'''
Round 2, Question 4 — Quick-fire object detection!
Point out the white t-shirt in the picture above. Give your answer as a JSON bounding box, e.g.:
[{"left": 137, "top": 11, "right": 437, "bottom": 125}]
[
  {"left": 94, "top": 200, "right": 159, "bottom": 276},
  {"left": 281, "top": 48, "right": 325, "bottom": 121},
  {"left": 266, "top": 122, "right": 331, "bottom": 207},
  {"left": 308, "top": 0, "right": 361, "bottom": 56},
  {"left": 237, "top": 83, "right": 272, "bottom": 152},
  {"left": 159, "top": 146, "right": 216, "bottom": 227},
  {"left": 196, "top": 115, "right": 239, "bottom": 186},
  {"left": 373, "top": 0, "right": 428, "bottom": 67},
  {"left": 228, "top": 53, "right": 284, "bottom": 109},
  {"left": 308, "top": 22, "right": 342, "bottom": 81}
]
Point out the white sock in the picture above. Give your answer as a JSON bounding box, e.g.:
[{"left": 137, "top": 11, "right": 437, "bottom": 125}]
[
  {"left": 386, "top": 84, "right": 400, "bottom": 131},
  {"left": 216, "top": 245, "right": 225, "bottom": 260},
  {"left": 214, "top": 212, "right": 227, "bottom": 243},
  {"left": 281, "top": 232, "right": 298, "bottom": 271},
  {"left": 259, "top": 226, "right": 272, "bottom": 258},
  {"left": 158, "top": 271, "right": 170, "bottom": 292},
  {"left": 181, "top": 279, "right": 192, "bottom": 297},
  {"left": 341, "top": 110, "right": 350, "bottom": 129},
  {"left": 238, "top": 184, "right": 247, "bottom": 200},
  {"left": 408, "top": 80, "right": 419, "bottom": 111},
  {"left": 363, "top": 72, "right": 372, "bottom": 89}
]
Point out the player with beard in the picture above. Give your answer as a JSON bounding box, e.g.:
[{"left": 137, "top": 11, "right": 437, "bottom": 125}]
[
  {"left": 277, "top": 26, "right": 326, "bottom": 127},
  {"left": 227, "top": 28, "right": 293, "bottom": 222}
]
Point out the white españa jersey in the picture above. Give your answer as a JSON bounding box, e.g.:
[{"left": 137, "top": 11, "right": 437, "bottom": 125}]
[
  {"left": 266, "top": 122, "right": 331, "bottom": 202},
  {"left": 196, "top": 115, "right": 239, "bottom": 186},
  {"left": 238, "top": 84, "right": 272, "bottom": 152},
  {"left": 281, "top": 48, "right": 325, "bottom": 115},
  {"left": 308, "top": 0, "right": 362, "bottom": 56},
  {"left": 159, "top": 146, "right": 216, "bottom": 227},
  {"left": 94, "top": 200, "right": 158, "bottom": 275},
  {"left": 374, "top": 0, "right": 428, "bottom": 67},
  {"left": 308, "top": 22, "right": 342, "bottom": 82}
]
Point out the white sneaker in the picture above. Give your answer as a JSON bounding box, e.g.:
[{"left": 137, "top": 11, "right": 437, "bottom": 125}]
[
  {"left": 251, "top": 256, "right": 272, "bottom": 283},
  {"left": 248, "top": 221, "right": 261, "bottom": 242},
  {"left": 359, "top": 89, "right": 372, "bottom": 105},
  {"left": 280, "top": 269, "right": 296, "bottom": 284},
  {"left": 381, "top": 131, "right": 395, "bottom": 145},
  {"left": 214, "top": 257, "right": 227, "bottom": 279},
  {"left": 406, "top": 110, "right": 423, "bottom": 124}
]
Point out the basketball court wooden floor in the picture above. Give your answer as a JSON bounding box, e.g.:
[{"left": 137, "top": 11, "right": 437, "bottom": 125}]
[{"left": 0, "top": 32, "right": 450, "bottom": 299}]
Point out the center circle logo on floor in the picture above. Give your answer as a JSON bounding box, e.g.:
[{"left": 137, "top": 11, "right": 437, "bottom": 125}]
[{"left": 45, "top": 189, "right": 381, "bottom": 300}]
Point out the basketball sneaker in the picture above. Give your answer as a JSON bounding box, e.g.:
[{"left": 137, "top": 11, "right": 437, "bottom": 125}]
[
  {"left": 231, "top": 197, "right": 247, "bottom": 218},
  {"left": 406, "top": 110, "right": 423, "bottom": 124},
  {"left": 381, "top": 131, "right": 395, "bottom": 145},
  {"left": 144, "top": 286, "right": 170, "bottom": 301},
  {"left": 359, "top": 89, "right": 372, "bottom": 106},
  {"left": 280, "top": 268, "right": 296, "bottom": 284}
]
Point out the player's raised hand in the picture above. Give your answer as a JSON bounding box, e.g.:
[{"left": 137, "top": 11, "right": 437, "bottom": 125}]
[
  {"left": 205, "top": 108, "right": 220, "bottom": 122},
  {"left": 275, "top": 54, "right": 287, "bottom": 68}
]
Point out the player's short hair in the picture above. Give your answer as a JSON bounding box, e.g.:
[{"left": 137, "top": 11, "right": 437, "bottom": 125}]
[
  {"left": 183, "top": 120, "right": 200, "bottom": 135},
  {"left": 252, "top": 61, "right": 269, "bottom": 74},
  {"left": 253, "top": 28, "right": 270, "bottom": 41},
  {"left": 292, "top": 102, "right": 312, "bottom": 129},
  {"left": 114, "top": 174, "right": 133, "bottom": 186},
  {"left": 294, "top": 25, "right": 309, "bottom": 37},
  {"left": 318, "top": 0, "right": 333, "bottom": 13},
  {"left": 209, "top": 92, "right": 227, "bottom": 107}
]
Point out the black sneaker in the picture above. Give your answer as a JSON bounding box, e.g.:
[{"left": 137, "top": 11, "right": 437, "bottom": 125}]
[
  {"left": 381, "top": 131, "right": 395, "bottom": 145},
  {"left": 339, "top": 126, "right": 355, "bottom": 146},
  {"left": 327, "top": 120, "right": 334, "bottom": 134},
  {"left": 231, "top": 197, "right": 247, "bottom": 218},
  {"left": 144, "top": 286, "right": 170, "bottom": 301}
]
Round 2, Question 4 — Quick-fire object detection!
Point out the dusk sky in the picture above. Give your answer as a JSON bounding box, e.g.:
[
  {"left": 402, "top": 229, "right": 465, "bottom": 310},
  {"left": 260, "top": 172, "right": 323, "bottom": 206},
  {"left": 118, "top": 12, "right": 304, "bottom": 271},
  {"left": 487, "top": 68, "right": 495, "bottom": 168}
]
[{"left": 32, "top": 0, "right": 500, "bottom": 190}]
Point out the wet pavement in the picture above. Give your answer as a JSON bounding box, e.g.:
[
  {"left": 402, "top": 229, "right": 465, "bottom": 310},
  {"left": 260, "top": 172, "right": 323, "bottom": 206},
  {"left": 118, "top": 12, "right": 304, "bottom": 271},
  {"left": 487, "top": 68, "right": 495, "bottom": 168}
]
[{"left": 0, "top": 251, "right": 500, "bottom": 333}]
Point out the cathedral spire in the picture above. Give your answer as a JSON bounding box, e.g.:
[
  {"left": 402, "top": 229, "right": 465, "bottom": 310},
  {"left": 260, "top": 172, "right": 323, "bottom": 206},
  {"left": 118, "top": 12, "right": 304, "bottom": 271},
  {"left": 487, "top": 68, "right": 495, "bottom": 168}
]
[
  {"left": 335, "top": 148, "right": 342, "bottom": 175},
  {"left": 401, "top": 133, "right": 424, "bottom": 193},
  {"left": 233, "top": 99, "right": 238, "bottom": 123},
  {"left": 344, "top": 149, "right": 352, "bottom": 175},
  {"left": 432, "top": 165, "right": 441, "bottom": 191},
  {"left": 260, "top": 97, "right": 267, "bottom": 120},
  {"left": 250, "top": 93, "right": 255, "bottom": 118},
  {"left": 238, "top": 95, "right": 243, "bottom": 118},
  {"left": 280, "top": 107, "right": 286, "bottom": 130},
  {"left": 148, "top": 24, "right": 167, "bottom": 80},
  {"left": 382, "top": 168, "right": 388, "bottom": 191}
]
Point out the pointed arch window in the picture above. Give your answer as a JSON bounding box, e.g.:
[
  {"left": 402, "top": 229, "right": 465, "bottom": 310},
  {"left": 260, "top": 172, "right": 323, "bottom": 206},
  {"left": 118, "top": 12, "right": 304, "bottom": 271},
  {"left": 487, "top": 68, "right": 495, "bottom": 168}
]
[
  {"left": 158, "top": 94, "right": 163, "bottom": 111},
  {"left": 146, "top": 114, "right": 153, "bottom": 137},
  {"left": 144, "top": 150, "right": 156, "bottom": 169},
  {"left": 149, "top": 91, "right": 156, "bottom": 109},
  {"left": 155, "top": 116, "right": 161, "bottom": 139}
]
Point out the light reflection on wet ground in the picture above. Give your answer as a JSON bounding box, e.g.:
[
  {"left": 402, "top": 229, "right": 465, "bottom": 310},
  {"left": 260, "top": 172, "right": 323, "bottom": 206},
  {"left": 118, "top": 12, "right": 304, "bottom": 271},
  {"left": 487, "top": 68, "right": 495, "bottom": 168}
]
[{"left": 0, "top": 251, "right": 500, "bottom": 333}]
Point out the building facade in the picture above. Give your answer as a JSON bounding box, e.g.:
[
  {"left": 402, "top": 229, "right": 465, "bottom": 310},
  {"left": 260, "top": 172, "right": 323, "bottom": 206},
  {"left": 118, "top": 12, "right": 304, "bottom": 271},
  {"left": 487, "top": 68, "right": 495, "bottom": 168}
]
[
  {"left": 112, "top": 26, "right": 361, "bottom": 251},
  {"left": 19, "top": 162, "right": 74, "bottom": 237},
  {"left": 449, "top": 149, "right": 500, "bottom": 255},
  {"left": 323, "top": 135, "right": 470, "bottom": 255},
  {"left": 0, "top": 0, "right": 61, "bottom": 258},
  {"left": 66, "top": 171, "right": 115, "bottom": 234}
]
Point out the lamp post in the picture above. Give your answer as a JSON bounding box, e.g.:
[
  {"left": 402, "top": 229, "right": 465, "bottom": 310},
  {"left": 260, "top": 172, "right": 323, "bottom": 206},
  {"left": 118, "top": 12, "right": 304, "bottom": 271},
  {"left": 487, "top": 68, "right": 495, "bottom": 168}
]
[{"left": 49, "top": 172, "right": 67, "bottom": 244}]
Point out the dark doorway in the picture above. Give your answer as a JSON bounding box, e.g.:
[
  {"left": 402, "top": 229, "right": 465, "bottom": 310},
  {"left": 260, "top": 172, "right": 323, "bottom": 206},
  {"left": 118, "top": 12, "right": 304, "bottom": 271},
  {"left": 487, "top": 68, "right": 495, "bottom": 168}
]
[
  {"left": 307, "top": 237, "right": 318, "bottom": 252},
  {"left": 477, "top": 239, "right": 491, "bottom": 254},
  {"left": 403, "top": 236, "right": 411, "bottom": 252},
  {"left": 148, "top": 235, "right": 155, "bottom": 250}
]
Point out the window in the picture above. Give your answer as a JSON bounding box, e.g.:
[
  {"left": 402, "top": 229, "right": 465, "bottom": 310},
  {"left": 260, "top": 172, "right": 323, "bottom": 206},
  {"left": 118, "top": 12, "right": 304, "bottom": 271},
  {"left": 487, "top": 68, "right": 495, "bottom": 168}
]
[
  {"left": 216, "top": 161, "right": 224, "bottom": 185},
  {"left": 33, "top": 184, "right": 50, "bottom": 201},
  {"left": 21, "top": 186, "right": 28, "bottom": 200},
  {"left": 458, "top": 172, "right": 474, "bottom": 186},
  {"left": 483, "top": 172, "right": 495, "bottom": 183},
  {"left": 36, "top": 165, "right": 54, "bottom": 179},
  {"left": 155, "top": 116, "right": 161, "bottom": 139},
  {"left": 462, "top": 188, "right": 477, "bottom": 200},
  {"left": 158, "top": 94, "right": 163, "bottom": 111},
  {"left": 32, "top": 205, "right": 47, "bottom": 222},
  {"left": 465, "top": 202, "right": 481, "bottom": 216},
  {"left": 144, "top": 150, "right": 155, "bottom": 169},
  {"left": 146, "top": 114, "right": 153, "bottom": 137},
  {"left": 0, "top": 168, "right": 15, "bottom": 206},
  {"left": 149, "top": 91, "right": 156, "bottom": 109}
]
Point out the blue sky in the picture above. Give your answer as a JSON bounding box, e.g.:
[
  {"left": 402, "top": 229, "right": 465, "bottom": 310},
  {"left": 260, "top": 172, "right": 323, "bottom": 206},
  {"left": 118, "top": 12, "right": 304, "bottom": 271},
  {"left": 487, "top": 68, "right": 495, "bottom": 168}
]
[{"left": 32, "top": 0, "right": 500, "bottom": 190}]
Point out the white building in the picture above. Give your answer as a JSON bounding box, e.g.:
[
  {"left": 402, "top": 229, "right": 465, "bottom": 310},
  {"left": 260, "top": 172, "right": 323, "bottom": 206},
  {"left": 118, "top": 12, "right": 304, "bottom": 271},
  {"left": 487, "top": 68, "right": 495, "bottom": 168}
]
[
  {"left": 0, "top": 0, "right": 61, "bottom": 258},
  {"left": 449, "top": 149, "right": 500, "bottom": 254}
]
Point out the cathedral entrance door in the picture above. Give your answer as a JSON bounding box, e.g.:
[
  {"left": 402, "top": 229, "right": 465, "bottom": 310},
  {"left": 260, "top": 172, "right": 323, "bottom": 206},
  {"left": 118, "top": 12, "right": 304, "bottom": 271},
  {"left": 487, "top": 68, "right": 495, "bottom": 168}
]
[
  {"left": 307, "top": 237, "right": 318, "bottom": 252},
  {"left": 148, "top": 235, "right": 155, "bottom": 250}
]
'''
** Task brief **
Turn everything from the line containing "Point out the cathedral entrance" down through the last of the lines above into a Markdown table. Use the columns Row and Line, number each line, and leave out any blank lines.

** Solution **
| Row | Line |
|---|---|
| 1 | Point out the cathedral entrance door in the picture above. Give your answer as a JSON bounding box, e.g.: |
| 2 | [ |
| 3 |   {"left": 402, "top": 229, "right": 465, "bottom": 310}, |
| 4 |   {"left": 260, "top": 172, "right": 323, "bottom": 206}, |
| 5 |   {"left": 118, "top": 12, "right": 304, "bottom": 271}, |
| 6 |   {"left": 487, "top": 68, "right": 495, "bottom": 168} |
| 7 | ] |
| 8 | [ |
| 9 |   {"left": 307, "top": 237, "right": 318, "bottom": 252}, |
| 10 |   {"left": 148, "top": 235, "right": 155, "bottom": 250} |
| 11 | ] |